Provided entries Start Marker

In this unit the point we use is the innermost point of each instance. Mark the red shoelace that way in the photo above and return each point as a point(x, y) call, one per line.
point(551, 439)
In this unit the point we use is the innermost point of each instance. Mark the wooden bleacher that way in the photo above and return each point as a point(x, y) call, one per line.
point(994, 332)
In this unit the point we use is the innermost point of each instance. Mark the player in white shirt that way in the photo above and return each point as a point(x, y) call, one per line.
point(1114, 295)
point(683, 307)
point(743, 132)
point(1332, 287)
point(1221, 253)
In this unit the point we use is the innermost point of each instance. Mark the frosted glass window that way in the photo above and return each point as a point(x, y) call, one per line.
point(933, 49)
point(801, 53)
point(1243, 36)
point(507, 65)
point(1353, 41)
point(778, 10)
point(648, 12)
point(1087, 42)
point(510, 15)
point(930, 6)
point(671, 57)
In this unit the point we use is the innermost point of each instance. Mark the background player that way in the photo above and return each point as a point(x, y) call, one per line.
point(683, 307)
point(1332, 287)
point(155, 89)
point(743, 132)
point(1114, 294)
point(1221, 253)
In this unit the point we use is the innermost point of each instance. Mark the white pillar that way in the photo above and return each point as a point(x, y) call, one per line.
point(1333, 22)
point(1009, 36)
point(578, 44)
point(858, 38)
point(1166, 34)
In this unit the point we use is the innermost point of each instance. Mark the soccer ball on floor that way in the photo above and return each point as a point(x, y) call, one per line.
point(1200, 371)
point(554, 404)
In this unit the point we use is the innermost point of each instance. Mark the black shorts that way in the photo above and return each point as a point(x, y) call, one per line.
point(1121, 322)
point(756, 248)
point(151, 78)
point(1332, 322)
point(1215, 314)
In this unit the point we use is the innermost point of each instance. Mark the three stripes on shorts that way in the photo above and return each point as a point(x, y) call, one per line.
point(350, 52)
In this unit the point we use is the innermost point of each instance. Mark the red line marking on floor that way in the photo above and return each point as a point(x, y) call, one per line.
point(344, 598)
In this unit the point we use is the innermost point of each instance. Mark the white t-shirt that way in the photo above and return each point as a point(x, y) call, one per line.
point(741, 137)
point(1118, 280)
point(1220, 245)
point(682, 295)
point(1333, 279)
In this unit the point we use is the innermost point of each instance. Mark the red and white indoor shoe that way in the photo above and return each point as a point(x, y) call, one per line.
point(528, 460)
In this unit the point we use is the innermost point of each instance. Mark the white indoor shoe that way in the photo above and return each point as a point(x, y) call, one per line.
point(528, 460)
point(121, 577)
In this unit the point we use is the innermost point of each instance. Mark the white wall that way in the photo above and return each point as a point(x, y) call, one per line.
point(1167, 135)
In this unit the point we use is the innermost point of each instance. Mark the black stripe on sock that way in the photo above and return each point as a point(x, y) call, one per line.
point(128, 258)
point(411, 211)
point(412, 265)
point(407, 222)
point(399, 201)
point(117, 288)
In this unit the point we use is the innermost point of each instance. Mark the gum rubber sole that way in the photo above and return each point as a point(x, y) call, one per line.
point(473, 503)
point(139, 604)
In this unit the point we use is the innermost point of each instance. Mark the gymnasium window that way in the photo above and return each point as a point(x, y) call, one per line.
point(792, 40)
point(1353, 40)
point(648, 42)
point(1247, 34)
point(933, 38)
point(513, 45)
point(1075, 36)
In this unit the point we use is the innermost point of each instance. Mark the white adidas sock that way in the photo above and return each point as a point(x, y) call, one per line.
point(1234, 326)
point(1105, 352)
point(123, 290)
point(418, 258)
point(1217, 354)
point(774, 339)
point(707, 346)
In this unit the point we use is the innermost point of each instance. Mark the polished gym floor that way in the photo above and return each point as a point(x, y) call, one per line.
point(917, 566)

Provided entries End Marker

(Exercise goal):
Set down the data in full, word for word.

(Your response):
In this unit the point we use is the innermost point of each instance. Mark the red shoelace that way in the photo above and return each point as a point(x, y) call, one per line.
point(551, 439)
In this unit the point we use is the innermost point of each instance. Mark the wooden bleacher that way in the photo above and return each point as a point(x, y) call, one per line.
point(994, 332)
In this unit the point we use is the innermost point of each instance. Mark the player in white shirt that way in the photo above and return each point as a point(x, y) call, one per line.
point(1114, 295)
point(683, 307)
point(743, 132)
point(1332, 287)
point(1221, 253)
In this unit the point we use is the innermost point of each instance. Mark the frosted glass window that way in the photo above and return each point as a point(x, y) call, one per line.
point(933, 49)
point(801, 53)
point(1243, 36)
point(507, 65)
point(1353, 41)
point(778, 10)
point(648, 12)
point(1087, 42)
point(510, 15)
point(930, 6)
point(671, 57)
In this unit the point we use is the innermost point of each instance. Mark the background player that way in the photo above and return each point as a point(x, y) call, one per line.
point(683, 307)
point(1332, 287)
point(155, 89)
point(743, 132)
point(1114, 294)
point(1221, 253)
In this unit the point we use is the innermost point of each instance. Mark the white pillar that way in the photo above and return each point as a point(x, y) call, one per line.
point(1333, 22)
point(1009, 36)
point(578, 44)
point(858, 38)
point(1166, 34)
In this unit the point we use is the innermost point of each instance. Mark the soccer ball on floor that way in the photo above and return each point as a point(x, y) call, one per line.
point(1200, 371)
point(554, 404)
In this unit the point we use is the innermost point of each instance. Mark the black shorts that way in the photo above and return each point as a point(x, y) call, one per line.
point(1121, 322)
point(756, 248)
point(151, 78)
point(1332, 322)
point(1215, 314)
In this unit the point we use is the innermost point of each instance. Mark the three stripes on shorts that way in the photo above and return each point as a point(x, y) call, one per line.
point(350, 52)
In this unit the point we use is the innermost point of each instance. Mark the red line marking on floor that way in the photo above and return each point as a point(x, y) call, one per line.
point(344, 598)
In this unit the point we use is the innermost point of each instance. Mark the white t-shirt that way in the photo above and return each point as a point(x, y) call, one per line.
point(741, 137)
point(1118, 280)
point(1220, 245)
point(682, 295)
point(1333, 279)
In this unit the point we use is the innermost point of each instance. Mark the red and white indoor shoe that way in the photo above and return each point as a point(x, y) call, one per line.
point(528, 460)
In this unit the point we use is the innermost point of each instance. Mark the white indoor shoe that way in the photo above and return each point as a point(x, y) call, one per line.
point(528, 460)
point(121, 577)
In this unit the point we use is the innermost point of each instance. Mark the white wall that way in the photo above and return each point as a point(x, y) call, one per line.
point(1167, 135)
In this unit the point we use is the innermost point of each instance. Mark the black stripe on sock that way in the photo above and return each point as a point(x, y) call, one per line.
point(128, 258)
point(411, 211)
point(412, 265)
point(407, 222)
point(399, 201)
point(117, 288)
In this unit the point we use is the innermost point of each instance. Mark the gum rubber sole that way in the photo above and return each point as a point(x, y) call, one per line.
point(473, 503)
point(139, 604)
In this unit the point we use is the innermost point of each instance. Mark the gymnasium window that way in the photo above and return each point as a point(x, y) call, one per line.
point(792, 40)
point(1353, 40)
point(648, 42)
point(1247, 34)
point(933, 38)
point(513, 45)
point(1075, 36)
In this unit the point we use is the innermost point of each instance. Mark the white adidas sock that way in the photo above and return each point as a point(x, y) call, one per line.
point(1234, 326)
point(1105, 352)
point(123, 290)
point(418, 258)
point(1217, 354)
point(774, 339)
point(707, 346)
In this unit the point we use is the innermost point of each instance. Mark the polished gym floor that way in the photo above and return each point as a point(x, y) call, one per line.
point(917, 566)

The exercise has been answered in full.